#### Source passage
There is often significant demand for business analysis work within organisations, but it can be very difficult to determine who works on what within a business analysis project. Christina Lovelock MBCS considers different models for assigning work and projects to individual business analysts.

Few organisations are truly great at planning and prioritising. Business analysis projects are often reactive, which is to be expected, as we cannot foresee every change. Mobilising the right people at short notice can be a real challenge — even for large organisations with more people.

The reality is that most organisations do not operate a ‘bench’ of resources, so don’t have anyone immediately available for new urgent work. This leaves two options: bring in additional people to increase capacity, or move the existing workforce around.
########
-- The tasks --
**A)** According to the passage on assigning business analysis work, what two options do organizations without a "bench" of resources have?
**B)** How many lines of the records contain the string "long"? Give only the number.
#### Extracted material
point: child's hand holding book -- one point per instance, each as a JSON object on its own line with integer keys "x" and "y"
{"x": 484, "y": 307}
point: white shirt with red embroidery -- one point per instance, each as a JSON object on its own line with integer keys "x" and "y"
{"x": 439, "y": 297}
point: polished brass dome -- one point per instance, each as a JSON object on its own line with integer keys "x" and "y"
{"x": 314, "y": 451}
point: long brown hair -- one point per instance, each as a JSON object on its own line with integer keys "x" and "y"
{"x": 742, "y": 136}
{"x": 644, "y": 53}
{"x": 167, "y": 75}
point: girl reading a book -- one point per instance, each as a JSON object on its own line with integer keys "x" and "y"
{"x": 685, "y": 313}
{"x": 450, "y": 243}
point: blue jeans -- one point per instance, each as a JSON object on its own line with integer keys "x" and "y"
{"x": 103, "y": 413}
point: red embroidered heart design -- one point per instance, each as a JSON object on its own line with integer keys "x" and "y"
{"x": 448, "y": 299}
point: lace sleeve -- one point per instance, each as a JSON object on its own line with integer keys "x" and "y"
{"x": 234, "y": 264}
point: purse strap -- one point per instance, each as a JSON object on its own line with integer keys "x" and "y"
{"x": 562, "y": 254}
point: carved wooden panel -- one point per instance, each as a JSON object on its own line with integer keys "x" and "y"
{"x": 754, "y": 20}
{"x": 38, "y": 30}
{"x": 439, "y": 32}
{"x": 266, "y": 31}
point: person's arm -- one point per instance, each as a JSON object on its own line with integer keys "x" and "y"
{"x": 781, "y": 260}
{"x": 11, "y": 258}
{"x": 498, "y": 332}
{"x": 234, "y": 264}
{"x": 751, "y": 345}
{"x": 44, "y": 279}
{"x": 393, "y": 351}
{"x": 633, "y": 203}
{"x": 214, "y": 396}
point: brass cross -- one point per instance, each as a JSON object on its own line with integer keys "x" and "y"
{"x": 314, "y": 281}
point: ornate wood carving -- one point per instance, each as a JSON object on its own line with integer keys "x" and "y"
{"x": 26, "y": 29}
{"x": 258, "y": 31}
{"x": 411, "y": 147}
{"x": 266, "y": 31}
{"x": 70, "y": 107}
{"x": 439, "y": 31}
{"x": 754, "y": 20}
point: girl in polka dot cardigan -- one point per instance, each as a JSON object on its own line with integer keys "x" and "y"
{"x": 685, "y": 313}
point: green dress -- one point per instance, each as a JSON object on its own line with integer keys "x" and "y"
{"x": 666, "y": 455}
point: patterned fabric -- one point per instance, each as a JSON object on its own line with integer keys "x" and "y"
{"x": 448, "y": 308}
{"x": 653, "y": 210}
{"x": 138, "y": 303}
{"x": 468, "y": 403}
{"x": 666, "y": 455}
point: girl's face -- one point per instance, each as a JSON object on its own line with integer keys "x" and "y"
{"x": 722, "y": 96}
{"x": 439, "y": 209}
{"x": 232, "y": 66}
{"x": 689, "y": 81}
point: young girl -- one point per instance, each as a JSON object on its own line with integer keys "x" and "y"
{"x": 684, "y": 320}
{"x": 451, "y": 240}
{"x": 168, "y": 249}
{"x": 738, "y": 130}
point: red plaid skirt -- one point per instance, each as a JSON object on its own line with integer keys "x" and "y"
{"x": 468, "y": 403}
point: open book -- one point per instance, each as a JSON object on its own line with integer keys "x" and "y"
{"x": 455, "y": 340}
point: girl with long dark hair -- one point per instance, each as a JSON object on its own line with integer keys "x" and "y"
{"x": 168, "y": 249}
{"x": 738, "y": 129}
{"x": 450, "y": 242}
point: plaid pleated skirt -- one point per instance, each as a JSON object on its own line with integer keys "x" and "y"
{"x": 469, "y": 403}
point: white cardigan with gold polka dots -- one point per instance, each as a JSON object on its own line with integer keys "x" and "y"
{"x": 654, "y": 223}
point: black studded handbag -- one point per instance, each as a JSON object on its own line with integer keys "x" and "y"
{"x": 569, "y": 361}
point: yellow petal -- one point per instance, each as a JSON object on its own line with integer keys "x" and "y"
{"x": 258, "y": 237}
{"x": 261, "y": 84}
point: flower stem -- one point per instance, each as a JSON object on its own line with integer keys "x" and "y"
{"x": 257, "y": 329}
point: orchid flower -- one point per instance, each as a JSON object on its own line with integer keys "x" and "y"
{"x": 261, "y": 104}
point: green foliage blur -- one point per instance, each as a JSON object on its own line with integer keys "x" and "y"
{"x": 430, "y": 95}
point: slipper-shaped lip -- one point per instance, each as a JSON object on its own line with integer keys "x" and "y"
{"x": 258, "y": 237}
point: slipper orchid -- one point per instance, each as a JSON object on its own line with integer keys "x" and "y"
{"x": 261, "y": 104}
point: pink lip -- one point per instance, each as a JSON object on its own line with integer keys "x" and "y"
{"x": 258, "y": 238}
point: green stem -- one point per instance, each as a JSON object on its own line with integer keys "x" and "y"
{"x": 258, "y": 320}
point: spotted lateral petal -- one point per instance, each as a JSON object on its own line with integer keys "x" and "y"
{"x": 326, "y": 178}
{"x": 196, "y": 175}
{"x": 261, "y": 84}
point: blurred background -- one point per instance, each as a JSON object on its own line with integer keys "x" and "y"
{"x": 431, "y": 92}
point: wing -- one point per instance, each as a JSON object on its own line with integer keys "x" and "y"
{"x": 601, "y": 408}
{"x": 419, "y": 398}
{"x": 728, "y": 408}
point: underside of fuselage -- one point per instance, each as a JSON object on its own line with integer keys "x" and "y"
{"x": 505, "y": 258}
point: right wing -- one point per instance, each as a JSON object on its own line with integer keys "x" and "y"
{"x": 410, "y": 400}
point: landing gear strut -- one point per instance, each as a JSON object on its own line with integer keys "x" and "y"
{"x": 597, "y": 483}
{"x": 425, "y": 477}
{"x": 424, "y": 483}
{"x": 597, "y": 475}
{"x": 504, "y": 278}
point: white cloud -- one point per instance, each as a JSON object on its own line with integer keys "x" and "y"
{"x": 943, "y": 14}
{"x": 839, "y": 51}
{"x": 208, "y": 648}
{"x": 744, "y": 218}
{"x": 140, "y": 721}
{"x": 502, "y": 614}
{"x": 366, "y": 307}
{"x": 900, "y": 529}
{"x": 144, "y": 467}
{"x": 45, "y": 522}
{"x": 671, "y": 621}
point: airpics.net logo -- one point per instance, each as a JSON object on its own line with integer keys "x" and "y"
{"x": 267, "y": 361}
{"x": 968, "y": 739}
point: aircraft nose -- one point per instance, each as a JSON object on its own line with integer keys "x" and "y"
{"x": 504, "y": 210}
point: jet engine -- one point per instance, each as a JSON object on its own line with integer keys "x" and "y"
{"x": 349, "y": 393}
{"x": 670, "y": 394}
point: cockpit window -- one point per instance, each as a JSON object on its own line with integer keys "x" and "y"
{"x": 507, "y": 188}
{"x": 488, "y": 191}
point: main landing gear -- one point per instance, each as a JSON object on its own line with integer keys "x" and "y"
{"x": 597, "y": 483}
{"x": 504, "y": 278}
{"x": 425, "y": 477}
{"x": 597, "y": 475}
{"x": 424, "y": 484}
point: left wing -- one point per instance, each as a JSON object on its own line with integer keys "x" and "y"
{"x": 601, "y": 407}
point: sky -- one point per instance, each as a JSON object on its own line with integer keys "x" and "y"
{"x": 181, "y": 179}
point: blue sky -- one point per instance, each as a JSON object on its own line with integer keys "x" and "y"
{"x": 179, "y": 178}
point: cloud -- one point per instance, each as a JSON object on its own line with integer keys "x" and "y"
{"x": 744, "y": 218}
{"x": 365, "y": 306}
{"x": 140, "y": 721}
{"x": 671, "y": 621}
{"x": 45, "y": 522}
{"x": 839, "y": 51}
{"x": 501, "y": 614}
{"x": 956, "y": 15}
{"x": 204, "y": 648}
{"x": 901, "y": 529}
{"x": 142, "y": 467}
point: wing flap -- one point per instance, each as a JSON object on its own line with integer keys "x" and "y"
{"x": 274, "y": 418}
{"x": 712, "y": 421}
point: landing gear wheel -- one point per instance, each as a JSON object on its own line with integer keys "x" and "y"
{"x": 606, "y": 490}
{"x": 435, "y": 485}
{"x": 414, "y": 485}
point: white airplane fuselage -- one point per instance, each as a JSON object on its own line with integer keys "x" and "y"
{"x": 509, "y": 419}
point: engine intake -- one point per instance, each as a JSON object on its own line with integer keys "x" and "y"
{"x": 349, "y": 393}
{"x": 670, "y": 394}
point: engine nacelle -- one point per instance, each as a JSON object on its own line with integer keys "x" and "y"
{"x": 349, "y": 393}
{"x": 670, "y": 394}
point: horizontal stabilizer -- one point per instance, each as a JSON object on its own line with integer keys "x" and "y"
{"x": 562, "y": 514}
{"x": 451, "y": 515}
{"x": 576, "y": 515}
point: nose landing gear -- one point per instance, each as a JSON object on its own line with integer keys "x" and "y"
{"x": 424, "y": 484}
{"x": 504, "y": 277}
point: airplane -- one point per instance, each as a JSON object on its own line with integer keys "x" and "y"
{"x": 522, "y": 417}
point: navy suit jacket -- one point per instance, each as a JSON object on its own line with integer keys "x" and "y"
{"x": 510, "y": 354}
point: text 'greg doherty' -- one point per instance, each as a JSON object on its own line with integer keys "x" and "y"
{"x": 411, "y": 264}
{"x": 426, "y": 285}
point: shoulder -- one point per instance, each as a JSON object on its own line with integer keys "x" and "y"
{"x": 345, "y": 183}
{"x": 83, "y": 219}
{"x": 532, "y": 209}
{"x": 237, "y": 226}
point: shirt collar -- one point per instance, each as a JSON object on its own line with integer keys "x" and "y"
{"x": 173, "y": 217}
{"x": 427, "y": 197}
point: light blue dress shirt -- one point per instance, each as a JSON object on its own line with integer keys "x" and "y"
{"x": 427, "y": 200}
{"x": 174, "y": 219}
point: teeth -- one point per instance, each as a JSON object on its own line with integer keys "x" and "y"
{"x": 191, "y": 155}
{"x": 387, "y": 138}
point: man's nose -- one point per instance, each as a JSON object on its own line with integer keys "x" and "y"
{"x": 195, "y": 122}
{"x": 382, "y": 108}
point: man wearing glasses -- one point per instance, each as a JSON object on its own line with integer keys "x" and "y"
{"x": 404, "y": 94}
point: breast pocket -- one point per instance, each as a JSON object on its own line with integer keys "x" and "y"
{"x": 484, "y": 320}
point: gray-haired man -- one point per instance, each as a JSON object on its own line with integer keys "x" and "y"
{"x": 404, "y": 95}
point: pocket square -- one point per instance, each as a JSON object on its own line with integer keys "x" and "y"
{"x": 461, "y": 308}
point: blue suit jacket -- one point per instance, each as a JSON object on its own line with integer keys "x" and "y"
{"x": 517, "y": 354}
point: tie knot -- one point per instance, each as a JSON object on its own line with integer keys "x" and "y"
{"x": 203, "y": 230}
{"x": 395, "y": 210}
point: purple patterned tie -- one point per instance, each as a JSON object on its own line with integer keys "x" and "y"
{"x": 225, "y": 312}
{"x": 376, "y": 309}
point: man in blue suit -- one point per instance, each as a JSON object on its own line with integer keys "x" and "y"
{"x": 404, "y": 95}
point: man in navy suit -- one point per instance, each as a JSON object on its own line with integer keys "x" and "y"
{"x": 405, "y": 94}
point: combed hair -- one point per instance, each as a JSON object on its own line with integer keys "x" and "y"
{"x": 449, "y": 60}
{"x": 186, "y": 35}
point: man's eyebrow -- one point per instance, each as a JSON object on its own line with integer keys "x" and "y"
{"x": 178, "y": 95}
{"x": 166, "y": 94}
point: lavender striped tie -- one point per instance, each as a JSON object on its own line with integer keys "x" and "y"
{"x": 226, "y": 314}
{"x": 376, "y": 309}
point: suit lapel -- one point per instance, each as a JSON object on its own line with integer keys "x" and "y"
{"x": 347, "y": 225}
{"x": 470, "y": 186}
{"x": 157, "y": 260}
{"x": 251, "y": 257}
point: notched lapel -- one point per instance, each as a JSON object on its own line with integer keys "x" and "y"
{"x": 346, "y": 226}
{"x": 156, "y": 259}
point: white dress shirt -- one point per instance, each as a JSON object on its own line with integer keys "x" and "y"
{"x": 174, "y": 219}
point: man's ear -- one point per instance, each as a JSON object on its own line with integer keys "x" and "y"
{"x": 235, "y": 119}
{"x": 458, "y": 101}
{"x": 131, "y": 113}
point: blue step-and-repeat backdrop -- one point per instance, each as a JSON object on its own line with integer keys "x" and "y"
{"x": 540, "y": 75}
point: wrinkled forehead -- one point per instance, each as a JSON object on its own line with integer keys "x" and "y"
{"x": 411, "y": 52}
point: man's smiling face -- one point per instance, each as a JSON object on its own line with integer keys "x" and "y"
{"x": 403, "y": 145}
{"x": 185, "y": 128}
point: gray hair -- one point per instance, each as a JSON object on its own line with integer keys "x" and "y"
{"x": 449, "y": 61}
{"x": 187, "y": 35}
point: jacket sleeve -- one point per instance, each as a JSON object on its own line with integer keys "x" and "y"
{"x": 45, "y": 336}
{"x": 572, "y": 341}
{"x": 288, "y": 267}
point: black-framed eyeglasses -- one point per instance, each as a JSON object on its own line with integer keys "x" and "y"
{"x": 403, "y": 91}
########
-- Solutions per task --
**A)** They can bring in additional people to increase capacity or move the existing workforce around.

**B)** 2